> Excerpts of pointing data
○ ○ ○ ○ ○

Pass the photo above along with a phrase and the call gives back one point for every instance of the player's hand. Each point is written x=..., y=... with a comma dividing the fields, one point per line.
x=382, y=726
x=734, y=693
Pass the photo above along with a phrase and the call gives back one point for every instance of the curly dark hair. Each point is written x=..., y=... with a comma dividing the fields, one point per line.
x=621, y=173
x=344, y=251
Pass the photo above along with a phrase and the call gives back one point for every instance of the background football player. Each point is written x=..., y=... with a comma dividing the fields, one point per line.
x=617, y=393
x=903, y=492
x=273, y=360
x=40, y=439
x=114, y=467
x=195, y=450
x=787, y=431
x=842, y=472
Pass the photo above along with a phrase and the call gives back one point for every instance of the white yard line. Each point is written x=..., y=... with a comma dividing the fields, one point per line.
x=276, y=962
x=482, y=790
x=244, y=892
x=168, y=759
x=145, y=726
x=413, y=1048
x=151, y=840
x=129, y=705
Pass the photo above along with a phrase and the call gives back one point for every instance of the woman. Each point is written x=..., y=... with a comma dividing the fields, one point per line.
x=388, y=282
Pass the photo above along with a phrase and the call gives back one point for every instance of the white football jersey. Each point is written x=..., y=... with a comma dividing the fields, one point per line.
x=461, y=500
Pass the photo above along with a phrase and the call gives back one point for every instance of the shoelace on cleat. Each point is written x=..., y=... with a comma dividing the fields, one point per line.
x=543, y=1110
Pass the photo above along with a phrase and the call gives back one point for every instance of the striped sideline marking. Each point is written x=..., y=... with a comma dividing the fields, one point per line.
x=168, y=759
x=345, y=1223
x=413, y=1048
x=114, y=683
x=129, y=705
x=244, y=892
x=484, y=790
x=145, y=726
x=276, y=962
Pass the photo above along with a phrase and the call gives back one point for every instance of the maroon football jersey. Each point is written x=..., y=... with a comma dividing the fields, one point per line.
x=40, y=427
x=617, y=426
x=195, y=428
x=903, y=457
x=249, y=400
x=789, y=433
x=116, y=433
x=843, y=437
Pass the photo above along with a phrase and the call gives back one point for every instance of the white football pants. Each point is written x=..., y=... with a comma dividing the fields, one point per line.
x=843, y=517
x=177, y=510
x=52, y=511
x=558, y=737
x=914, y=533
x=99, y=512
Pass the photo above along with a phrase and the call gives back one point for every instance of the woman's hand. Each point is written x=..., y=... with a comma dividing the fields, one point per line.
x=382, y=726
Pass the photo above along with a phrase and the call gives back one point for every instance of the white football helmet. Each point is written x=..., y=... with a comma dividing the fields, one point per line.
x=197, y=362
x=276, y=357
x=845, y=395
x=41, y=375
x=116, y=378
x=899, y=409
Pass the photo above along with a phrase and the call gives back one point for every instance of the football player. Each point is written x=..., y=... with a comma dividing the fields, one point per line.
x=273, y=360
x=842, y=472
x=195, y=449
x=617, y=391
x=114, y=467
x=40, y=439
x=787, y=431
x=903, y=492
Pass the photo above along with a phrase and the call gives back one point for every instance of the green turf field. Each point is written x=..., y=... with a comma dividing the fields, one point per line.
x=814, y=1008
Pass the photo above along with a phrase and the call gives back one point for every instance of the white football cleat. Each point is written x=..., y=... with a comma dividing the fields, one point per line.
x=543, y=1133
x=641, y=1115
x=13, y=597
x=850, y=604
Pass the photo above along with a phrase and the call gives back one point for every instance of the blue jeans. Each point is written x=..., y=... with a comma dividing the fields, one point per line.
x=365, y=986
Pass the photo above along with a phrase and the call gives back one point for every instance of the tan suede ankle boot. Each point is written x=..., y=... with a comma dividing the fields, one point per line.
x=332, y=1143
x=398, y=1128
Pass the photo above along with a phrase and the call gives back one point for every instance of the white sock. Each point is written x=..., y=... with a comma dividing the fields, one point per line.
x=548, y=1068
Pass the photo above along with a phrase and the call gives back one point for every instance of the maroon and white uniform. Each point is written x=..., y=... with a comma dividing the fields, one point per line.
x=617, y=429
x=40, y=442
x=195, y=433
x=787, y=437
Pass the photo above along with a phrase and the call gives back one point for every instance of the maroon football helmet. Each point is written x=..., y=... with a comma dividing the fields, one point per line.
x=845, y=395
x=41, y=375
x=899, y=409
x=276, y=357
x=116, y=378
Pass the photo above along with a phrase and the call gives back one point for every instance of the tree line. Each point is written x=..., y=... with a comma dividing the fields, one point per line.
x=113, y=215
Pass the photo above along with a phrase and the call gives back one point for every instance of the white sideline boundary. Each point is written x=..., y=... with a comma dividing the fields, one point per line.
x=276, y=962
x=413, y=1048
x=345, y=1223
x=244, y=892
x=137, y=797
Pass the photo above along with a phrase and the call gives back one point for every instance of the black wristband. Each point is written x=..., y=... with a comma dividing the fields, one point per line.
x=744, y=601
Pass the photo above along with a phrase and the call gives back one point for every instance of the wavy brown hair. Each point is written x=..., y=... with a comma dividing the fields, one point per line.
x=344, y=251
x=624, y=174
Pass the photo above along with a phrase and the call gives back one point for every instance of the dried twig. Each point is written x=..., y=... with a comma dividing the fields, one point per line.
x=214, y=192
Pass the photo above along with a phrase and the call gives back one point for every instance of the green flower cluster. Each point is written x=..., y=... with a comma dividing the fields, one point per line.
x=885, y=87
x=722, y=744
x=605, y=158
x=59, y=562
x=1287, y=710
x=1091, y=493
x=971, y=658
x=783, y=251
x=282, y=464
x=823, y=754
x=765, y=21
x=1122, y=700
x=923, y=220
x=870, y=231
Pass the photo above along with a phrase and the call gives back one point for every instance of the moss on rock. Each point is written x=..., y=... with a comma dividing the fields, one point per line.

○ ○ ○ ○ ○

Transcribe without any changes the lines of the records between the line holding "white football helmet." and the line holding "x=850, y=604", both included.

> Task output
Pass the photo above along with a phrase and the call gives back one point for every instance of the white football helmet. Each point is written x=..., y=... with a comma dividing the fields, one point per line.
x=197, y=362
x=276, y=357
x=845, y=395
x=41, y=375
x=116, y=378
x=899, y=409
Pass the photo above along with a phrase and the call gives back one point for every instance of the football player. Each point is written x=..., y=... with a comma dividing the fields, one point per line.
x=273, y=360
x=842, y=472
x=195, y=449
x=617, y=391
x=114, y=467
x=40, y=439
x=787, y=431
x=903, y=492
Pass the photo above along with a phrase and the call gives back one point for every instance of the green turf field. Each point is written x=..., y=... with a comma dividing the fields, one point per line.
x=814, y=1008
Pass the photo above along with a phrase and the call gives back one point for every instance of the white football cleat. Each point is written x=..., y=... with a comma dividing the fields, one point per line.
x=543, y=1133
x=641, y=1115
x=13, y=597
x=850, y=604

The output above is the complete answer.